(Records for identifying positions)
>>>

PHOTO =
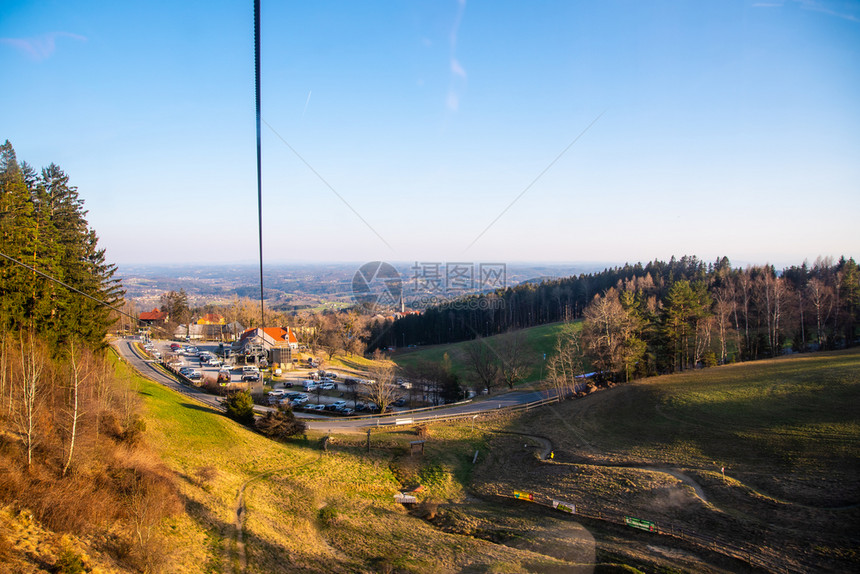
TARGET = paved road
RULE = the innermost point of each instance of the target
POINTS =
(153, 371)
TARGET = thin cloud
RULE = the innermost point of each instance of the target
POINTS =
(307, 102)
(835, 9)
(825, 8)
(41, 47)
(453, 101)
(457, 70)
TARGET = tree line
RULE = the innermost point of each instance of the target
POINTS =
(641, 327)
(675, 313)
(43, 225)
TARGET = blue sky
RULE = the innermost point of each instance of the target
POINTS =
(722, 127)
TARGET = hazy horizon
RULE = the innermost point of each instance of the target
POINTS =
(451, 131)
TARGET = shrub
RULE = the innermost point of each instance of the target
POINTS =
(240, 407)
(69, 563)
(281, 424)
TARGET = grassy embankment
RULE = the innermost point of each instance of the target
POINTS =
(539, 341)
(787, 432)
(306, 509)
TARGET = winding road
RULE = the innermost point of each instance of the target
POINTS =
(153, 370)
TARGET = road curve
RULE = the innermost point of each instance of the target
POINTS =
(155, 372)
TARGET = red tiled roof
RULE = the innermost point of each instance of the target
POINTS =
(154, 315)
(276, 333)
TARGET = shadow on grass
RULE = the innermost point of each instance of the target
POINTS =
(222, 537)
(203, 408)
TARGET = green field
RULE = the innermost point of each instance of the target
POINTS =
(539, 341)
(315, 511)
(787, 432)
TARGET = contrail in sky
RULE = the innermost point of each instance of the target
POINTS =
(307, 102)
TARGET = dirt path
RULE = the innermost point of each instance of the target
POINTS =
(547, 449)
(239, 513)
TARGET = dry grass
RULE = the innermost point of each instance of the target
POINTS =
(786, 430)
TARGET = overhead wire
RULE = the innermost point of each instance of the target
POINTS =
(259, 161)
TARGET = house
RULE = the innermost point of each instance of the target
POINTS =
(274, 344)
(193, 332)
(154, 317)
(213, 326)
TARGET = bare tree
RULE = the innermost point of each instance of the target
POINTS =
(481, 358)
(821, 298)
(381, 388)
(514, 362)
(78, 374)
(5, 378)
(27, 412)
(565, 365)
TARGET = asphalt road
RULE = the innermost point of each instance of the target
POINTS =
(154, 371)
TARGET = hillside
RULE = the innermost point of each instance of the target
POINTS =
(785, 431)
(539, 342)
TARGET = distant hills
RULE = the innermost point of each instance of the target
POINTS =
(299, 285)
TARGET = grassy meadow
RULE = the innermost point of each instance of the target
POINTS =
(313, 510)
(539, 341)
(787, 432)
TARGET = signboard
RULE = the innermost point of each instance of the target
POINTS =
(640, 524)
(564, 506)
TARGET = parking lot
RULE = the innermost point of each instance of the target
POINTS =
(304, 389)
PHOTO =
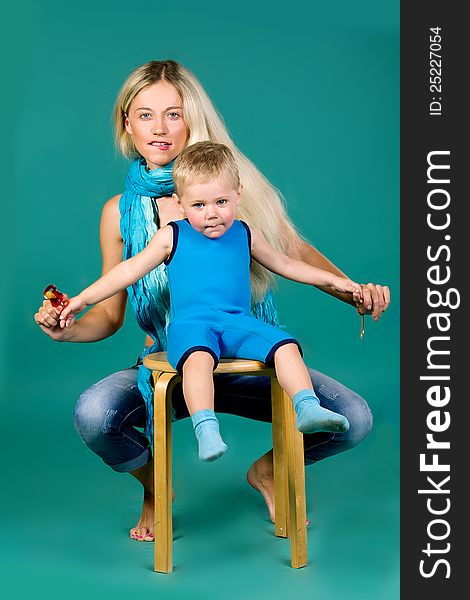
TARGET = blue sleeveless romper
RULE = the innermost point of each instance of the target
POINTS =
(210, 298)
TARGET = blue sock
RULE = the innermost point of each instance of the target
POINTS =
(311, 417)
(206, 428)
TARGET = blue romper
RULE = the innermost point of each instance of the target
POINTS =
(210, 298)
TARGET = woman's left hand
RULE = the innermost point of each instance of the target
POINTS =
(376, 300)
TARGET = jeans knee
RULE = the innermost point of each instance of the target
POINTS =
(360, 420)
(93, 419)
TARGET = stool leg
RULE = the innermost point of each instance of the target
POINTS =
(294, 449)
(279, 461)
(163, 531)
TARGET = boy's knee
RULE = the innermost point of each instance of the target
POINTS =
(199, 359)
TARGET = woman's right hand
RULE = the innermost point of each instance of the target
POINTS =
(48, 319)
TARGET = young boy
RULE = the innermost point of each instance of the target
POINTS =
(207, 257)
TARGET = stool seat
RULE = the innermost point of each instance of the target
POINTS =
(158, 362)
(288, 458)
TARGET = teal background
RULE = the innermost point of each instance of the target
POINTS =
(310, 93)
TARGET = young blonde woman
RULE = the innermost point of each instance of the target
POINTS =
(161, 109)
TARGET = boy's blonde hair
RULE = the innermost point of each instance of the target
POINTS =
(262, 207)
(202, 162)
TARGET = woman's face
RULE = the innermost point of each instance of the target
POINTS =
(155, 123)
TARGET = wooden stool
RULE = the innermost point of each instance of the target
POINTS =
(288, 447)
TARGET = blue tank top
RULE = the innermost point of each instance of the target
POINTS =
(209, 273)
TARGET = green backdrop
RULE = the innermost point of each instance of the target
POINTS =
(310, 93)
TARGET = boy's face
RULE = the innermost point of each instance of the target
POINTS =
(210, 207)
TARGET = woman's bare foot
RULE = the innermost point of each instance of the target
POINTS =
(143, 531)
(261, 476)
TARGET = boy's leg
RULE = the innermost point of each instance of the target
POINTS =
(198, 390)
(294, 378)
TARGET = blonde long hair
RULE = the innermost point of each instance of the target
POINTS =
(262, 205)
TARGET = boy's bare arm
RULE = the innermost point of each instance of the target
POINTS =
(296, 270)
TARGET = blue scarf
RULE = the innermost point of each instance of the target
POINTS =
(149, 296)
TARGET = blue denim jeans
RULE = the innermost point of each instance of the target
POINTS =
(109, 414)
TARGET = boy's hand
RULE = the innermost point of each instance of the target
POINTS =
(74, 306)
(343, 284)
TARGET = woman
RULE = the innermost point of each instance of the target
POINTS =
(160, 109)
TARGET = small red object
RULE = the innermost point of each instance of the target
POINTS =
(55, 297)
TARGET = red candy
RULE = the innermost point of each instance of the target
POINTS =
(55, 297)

<<<
>>>

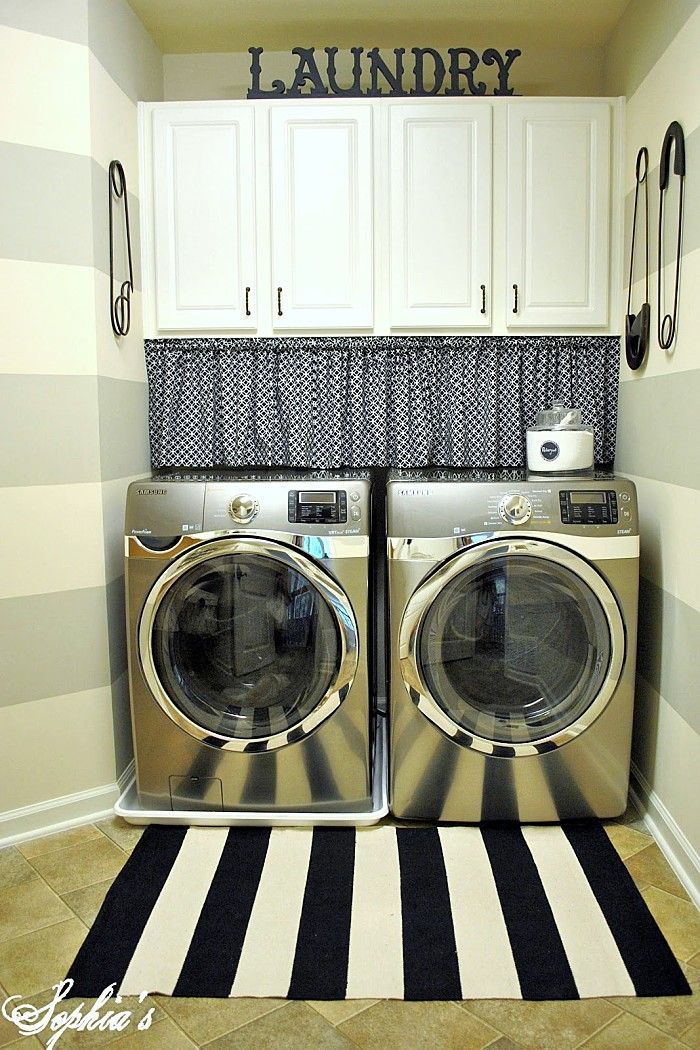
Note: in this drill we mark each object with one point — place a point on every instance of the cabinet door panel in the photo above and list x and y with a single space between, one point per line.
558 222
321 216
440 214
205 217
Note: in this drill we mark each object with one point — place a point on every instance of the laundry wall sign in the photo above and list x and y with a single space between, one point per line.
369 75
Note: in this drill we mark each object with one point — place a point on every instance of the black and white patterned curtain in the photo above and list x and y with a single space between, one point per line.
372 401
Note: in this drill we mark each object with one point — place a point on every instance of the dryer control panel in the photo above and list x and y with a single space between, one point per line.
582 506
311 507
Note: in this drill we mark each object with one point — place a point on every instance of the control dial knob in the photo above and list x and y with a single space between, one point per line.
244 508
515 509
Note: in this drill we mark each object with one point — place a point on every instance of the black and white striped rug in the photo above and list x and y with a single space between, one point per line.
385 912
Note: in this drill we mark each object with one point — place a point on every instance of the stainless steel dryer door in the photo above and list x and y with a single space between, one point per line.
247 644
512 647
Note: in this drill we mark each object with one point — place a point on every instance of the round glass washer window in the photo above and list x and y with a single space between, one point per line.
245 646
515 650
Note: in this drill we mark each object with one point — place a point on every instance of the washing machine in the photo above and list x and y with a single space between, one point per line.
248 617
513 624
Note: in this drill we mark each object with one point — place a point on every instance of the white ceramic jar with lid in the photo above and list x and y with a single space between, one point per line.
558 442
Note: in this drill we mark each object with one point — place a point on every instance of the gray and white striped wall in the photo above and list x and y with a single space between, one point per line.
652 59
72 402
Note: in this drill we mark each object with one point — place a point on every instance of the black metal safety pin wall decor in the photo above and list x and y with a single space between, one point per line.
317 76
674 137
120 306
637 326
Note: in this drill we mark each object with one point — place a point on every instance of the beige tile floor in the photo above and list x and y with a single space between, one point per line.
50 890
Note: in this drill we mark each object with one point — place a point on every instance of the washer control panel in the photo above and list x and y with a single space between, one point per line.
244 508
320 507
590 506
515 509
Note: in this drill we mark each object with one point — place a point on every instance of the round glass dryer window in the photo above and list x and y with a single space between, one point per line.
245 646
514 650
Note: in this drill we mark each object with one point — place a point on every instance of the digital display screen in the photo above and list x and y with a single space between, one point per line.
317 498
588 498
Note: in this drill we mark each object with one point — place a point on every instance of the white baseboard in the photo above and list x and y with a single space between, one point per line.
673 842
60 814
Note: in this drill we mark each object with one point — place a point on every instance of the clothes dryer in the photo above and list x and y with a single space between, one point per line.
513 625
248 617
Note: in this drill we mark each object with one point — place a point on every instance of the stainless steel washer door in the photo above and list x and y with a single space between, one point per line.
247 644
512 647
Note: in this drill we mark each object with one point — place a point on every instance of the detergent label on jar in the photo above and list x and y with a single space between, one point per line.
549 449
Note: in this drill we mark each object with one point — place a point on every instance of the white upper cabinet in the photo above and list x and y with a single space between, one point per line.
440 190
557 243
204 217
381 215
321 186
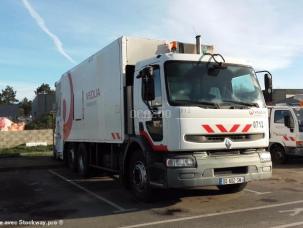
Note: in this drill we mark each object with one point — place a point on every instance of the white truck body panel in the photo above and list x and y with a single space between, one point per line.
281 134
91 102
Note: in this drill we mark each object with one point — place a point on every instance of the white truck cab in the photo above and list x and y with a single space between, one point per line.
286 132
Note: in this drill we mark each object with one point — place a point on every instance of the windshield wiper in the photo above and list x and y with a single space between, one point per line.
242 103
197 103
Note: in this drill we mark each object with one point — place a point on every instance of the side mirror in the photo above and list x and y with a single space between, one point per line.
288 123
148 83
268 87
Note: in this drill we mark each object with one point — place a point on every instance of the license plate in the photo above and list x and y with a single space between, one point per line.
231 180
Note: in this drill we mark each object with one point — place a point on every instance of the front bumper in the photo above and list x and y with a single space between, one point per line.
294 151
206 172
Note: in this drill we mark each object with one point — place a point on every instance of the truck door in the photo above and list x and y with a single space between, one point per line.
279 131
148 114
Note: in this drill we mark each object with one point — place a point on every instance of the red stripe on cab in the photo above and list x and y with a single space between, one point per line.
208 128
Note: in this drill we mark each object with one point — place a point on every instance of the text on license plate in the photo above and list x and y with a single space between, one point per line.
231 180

<<<

**GIVEN REQUEST**. Please gather every line of the records that contains the word "panel" and copy each of those lines in full.

**WRITTEN SOLUTION**.
Note: in this drill we mark each object with one point — place a point on every instance of the cabinet door panel in the photo above and list x and y with a single space between, one point per line.
Note: in this drill we mark each object with one point — place a point on every instance of the dryer control panel in the photo above and list x and y with a single space between, one point per line.
Note: in this drill we mark each object with one point — place a point on every instance of the washer control panel in the photo above and list x and y with a single space between, one point per line.
Note: in this drill we mark each object with one point — place a point on every instance of the white truck body panel in the photo above and list x and y with a single space between, one point per line.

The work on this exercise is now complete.